SET EXERCISE:
Rewrite the rows below, changing "Each result should look like" to "Format each result as" everywhere and leaving the rest as it is.

DATA EXCERPTS:
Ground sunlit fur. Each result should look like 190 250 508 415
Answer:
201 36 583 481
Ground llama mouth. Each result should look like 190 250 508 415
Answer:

IN RESPONSE:
Ground sunlit fur. Format each result as 190 250 508 415
Answer:
201 36 583 481
Ground llama mouth. Format each result as 190 250 508 415
Answer:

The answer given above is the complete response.